>> BEGIN Records for this exercise
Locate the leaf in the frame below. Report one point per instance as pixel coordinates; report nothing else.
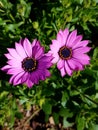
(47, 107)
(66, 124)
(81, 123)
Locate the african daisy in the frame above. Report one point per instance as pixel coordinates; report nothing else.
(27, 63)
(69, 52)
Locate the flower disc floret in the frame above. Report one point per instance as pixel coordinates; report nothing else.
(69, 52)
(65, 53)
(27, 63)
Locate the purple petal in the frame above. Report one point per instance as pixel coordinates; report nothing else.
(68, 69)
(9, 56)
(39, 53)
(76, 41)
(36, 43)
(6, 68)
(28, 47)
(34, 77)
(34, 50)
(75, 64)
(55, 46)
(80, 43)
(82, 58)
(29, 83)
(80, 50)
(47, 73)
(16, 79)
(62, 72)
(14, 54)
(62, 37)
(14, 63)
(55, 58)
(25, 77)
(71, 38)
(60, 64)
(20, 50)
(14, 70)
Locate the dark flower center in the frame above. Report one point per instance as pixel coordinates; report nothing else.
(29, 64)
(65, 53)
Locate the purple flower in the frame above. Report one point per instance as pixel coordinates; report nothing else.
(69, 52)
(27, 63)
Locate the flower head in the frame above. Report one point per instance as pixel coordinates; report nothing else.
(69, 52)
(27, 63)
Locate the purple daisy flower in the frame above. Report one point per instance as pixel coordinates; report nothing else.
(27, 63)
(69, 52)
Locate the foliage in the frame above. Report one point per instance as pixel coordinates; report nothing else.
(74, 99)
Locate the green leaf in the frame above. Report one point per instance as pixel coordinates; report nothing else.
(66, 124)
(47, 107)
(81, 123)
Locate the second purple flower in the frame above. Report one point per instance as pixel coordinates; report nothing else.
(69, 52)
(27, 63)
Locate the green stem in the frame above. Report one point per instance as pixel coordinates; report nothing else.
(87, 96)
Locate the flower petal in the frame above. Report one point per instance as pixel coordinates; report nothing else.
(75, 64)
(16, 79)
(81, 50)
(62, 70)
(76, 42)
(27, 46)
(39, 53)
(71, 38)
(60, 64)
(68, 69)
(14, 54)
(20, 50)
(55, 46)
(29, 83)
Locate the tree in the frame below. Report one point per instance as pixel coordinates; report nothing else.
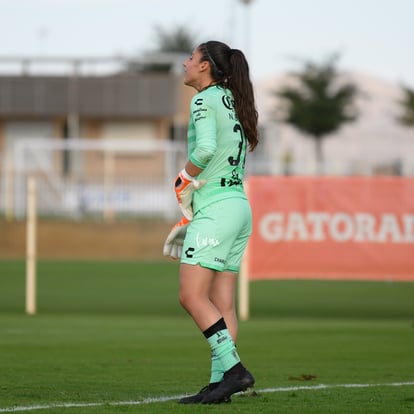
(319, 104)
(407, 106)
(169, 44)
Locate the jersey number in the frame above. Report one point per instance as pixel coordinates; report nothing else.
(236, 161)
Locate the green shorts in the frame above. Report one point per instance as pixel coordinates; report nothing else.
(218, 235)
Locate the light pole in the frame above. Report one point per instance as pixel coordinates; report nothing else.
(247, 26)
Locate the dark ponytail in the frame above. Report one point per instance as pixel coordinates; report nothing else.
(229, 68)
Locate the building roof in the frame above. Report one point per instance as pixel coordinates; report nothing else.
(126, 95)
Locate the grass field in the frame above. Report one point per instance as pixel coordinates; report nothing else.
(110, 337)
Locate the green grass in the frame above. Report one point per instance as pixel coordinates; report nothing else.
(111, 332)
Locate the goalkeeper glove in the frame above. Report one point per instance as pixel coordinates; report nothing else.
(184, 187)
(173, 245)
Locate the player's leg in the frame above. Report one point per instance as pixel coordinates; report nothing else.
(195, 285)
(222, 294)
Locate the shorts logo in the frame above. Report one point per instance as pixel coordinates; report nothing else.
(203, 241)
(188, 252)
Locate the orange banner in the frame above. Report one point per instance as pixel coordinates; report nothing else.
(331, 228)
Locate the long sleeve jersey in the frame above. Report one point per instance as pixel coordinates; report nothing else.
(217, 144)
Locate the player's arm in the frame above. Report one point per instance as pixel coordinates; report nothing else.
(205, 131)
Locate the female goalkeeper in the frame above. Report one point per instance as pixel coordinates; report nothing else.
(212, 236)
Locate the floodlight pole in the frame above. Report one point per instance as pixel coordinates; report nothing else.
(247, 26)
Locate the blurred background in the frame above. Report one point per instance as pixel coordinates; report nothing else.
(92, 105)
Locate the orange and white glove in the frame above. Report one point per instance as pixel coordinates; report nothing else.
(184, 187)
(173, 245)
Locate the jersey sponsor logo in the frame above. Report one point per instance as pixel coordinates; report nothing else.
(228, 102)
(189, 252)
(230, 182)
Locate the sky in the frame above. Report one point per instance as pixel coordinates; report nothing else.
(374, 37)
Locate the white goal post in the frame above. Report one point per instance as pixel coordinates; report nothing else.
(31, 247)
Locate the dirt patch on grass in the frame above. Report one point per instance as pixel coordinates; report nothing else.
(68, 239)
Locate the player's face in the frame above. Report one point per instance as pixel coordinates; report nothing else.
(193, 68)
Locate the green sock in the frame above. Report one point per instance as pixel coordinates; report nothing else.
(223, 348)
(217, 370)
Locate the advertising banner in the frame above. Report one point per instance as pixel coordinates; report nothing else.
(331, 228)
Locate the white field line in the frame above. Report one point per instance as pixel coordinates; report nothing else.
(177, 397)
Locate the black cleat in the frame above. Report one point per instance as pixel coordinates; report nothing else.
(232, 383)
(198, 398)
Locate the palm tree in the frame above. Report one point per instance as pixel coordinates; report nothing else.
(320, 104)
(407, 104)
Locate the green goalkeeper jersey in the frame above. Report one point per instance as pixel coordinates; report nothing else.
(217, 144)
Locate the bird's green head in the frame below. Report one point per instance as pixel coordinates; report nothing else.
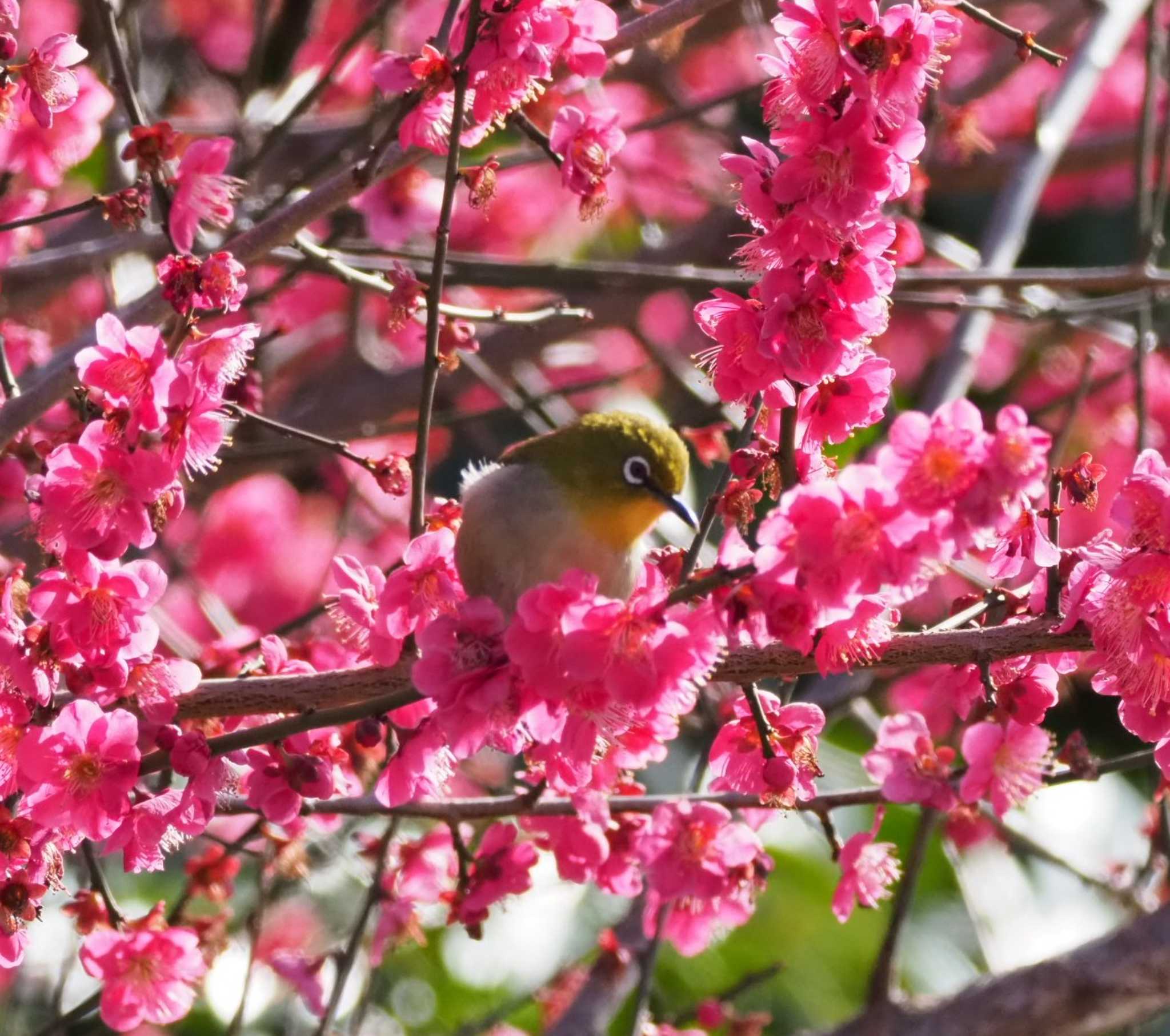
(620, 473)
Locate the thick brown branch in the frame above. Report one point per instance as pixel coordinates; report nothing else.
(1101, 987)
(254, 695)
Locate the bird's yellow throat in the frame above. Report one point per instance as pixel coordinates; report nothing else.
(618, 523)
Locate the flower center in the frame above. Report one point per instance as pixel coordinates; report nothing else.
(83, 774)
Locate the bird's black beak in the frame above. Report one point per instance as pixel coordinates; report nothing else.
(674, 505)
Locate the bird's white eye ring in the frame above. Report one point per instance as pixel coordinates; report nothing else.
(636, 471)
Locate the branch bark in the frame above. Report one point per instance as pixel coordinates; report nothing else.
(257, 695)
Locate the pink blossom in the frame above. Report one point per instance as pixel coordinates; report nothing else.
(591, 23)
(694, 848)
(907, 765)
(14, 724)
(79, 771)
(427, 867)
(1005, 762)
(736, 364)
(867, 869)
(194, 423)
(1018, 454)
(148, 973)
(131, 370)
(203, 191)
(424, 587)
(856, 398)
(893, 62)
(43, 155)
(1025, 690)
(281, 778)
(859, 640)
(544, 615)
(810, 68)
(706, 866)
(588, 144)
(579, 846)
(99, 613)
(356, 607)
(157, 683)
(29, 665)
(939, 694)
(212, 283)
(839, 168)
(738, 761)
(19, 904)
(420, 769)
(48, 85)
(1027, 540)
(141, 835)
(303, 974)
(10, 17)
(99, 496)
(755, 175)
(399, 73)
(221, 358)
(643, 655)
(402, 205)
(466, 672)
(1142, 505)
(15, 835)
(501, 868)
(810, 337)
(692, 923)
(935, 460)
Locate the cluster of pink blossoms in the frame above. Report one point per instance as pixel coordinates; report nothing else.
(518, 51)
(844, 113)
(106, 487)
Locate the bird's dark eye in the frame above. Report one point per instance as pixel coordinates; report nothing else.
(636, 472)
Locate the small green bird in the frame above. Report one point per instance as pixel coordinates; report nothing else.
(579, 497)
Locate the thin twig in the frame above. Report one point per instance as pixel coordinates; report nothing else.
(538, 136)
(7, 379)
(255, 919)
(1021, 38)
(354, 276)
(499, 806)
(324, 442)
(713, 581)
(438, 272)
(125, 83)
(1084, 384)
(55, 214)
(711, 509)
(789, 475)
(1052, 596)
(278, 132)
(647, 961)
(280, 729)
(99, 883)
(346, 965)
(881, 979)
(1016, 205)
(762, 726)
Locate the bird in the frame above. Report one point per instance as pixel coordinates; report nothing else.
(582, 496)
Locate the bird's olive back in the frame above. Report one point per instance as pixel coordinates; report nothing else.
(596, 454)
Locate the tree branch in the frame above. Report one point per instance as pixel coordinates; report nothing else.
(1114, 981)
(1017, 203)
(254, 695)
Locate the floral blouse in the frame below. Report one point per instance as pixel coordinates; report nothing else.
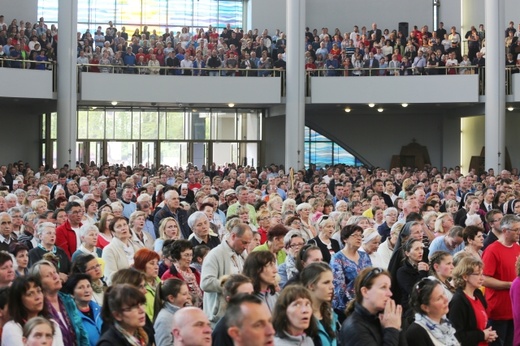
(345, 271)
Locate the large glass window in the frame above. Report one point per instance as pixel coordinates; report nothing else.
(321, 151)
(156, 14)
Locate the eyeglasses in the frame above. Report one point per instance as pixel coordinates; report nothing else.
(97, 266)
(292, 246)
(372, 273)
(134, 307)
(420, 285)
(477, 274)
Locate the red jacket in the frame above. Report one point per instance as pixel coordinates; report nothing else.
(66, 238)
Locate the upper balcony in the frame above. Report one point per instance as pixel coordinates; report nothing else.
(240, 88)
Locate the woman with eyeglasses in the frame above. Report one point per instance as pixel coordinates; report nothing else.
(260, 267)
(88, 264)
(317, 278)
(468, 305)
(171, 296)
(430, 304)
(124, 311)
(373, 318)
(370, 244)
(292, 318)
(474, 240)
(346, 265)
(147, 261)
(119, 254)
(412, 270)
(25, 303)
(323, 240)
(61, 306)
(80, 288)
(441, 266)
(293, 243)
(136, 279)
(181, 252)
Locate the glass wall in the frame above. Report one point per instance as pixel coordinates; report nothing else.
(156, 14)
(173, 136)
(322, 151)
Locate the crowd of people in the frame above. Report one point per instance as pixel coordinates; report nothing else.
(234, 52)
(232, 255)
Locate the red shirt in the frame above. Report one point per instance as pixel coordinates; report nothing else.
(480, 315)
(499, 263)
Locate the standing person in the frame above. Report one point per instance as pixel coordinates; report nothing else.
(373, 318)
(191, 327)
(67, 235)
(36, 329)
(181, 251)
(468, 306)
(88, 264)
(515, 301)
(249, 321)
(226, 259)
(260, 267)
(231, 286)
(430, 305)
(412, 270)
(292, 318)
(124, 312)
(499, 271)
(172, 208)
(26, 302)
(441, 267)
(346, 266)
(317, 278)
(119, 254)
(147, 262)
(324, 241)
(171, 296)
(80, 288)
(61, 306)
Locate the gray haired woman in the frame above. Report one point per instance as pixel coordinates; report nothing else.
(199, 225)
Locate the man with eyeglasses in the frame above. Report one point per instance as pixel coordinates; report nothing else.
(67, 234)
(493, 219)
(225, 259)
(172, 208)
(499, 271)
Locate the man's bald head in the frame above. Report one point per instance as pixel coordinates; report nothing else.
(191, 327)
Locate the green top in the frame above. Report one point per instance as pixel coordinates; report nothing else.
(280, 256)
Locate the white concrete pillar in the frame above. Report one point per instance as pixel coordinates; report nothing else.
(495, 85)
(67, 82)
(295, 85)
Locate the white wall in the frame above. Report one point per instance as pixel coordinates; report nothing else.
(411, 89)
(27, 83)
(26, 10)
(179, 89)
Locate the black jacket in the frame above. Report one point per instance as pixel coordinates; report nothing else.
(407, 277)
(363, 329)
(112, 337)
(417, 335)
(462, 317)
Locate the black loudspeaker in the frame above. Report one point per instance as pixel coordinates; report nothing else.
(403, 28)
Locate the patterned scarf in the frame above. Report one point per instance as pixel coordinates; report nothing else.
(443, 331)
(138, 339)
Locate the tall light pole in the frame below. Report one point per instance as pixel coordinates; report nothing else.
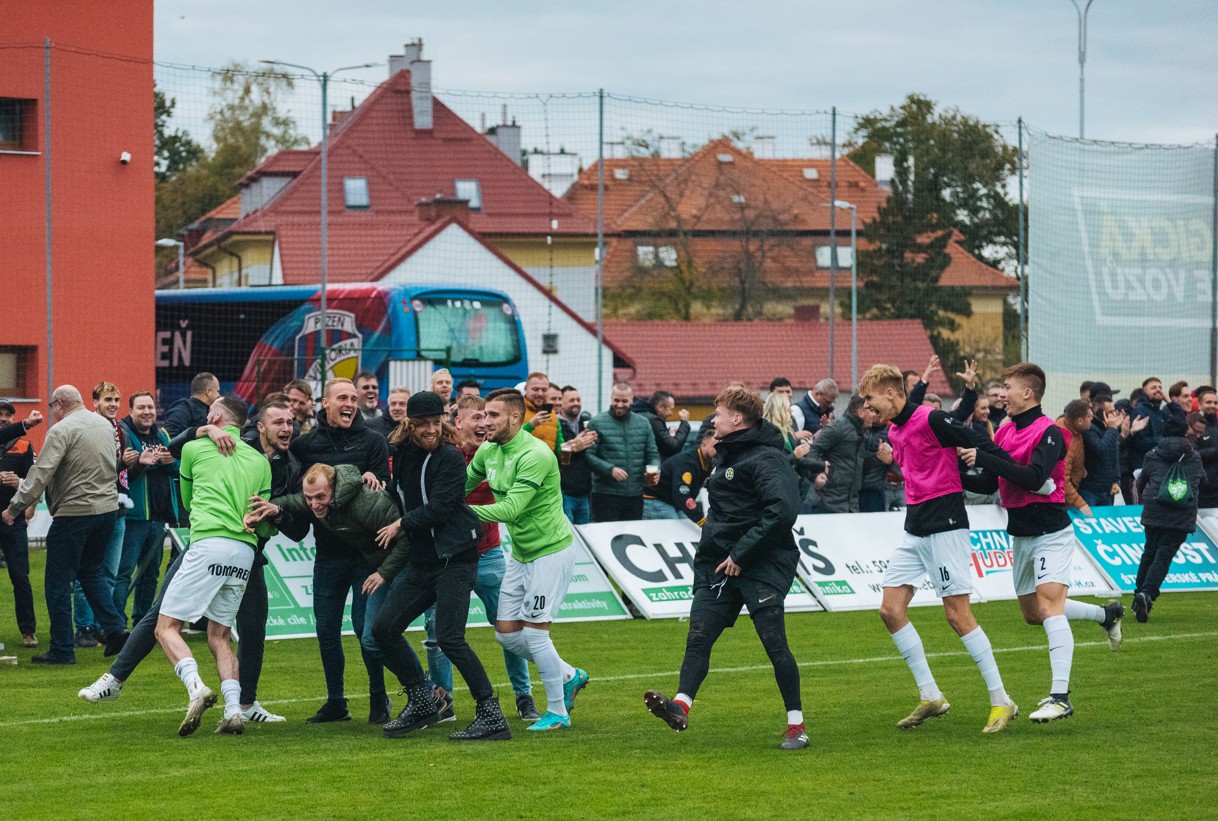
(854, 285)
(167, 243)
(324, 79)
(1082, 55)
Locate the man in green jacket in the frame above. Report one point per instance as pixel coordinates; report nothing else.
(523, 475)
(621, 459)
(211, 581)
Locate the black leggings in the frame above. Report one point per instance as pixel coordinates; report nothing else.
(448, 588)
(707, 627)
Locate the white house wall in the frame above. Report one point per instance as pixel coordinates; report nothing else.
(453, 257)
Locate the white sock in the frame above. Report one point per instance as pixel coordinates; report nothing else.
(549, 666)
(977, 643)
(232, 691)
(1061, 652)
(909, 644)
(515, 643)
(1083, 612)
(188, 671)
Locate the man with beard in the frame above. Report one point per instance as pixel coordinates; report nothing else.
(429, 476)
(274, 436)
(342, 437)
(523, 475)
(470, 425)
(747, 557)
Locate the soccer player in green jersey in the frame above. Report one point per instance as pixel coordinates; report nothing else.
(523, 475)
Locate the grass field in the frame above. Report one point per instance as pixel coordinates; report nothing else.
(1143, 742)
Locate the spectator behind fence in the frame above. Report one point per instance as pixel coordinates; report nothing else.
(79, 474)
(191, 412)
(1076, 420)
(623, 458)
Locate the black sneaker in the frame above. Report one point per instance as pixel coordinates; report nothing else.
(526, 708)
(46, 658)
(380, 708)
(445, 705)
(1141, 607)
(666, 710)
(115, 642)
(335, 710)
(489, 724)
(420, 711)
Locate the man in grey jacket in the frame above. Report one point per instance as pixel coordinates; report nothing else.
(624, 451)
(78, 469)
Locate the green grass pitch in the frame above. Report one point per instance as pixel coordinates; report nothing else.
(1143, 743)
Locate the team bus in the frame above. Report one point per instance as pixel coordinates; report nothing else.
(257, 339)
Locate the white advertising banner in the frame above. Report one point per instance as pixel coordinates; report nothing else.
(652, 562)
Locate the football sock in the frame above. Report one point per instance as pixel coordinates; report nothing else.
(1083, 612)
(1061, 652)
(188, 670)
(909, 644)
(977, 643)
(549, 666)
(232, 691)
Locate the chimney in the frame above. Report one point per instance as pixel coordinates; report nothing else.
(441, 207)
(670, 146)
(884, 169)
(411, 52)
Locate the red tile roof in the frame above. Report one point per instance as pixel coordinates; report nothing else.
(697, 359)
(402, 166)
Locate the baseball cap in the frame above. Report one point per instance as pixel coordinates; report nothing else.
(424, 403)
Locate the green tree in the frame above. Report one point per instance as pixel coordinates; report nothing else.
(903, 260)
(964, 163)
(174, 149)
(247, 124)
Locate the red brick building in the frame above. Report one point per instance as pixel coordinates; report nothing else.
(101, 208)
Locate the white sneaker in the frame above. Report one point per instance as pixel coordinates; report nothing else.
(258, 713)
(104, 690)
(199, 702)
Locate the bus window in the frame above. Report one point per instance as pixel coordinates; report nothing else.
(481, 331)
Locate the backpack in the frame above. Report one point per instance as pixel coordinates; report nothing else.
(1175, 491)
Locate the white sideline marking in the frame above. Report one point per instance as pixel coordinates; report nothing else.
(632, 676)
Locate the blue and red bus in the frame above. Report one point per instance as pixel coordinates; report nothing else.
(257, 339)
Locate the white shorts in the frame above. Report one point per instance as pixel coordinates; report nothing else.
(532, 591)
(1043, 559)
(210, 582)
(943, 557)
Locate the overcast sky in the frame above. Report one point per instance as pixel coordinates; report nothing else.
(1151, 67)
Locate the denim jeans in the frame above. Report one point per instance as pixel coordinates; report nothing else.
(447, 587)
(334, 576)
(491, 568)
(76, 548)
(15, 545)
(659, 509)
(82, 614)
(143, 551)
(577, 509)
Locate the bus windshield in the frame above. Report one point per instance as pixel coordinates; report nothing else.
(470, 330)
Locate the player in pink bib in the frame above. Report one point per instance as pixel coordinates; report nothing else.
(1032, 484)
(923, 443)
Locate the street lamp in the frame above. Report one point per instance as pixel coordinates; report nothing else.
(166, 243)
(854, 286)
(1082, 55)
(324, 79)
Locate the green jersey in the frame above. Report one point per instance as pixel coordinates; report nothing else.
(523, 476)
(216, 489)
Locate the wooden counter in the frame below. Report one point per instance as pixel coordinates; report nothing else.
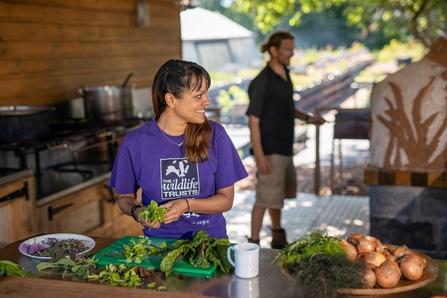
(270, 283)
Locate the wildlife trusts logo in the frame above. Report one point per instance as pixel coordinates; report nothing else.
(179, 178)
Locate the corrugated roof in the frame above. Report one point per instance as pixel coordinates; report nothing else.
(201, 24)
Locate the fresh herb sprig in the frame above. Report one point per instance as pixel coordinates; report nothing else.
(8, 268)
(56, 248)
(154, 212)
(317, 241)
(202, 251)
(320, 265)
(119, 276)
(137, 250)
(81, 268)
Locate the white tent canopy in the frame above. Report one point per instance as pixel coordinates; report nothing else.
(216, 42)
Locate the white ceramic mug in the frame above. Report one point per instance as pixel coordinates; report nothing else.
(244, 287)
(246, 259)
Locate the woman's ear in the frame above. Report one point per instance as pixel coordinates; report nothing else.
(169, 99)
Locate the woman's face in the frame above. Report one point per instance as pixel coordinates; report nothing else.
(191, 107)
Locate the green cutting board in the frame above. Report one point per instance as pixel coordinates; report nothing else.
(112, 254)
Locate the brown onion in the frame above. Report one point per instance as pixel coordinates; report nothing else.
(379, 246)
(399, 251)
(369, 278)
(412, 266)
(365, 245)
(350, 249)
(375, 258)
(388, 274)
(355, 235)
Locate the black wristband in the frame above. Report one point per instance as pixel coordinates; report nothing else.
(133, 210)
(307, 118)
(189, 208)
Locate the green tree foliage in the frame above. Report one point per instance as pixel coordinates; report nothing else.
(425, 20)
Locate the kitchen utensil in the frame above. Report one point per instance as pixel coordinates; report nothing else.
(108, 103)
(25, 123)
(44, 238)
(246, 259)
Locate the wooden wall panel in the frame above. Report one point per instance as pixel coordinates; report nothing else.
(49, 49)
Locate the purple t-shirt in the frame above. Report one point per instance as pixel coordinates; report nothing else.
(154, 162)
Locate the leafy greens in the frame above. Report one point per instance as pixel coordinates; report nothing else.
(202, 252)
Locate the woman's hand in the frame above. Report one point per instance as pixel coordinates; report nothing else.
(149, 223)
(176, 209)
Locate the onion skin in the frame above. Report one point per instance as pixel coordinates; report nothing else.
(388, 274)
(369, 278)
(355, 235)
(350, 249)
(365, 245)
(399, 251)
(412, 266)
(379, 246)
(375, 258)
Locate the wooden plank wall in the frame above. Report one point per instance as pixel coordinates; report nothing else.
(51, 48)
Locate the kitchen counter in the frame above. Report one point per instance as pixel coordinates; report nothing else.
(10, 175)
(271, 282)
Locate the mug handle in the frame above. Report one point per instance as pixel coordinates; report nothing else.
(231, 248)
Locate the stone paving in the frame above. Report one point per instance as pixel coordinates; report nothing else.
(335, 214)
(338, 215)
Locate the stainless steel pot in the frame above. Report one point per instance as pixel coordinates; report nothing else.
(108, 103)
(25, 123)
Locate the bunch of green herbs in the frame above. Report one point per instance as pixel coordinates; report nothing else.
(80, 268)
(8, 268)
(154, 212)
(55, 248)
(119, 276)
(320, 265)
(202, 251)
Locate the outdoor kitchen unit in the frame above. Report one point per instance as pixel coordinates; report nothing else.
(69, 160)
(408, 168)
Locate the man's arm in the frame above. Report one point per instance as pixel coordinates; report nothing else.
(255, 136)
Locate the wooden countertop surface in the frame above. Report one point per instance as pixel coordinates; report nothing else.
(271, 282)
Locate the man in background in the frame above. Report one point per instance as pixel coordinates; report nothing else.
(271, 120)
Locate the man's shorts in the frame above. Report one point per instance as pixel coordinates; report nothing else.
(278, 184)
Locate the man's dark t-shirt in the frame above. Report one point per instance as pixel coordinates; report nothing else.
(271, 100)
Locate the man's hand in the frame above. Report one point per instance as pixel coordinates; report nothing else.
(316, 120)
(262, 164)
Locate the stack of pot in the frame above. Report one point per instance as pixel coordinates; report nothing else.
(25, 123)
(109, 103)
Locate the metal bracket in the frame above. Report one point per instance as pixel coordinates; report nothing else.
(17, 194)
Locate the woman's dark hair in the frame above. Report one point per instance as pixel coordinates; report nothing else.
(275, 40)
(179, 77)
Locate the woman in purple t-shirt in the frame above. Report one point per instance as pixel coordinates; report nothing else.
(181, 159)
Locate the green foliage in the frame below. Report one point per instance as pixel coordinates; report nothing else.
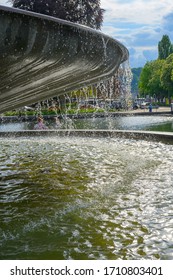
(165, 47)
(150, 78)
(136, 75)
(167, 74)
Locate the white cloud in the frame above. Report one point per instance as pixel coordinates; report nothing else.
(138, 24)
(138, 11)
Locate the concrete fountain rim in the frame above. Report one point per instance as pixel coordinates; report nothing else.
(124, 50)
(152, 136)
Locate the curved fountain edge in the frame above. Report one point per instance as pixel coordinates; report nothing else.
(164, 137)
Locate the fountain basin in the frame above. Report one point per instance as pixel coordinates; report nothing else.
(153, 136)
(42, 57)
>> END Records for this exercise
Extract, word for word, every line from the one containing "Locate the wooden countertop" to the end of the data above, both ends included, and leave out the pictures.

- [Reply]:
Locate the wooden countertop surface in the frame above. Report one point per instance as pixel coordinates; report nothing else.
(271, 282)
Locate the man in background in the frame above. Report one point per instance as pixel coordinates; report nothing else.
(271, 120)
Locate the man's shorts in the frame above. Report one point per instance as pixel coordinates; report nothing else.
(278, 184)
Locate the man's dark t-shirt in the frame above. Report one point per instance as pixel coordinates; report nothing else.
(271, 100)
Locate the man's hand in the frame above. Report one point per instance as pixel coordinates; report nothing else.
(316, 120)
(262, 164)
Locate the stack of pot in the frame above. Report one point per instance as pixel coordinates; report nothing else.
(25, 123)
(109, 103)
Locate the metal bracket in the frame above. Report one point per instance as pixel coordinates; report nothing else.
(17, 194)
Locate the woman's dark hair in the frame above. Report one point per instance as pixel coordinates; report nothing else.
(275, 40)
(179, 77)
Locate the woman in purple t-shirt in the frame above. Report one point per instance as pixel coordinates; report nothing else.
(181, 159)
Locate the green foliage in the frame below. Report one point per instance as pixel coordinates; report nothing else.
(165, 47)
(150, 78)
(136, 75)
(167, 74)
Locate the white cloud in the frame above. Report one point per instance as pixel coordinates; report nothing else.
(138, 24)
(138, 11)
Locate the concrete fountain rim in the frame above. Report one point per instance as pixel coordinates; report nothing else.
(124, 50)
(152, 136)
Locate the curved fountain edge in the frame above. Report one point per instance as pixel coordinates; report nothing else.
(164, 137)
Locate the fountain basin in the frame above. Report one point per instance as pixel coordinates; report nothing else.
(153, 136)
(42, 57)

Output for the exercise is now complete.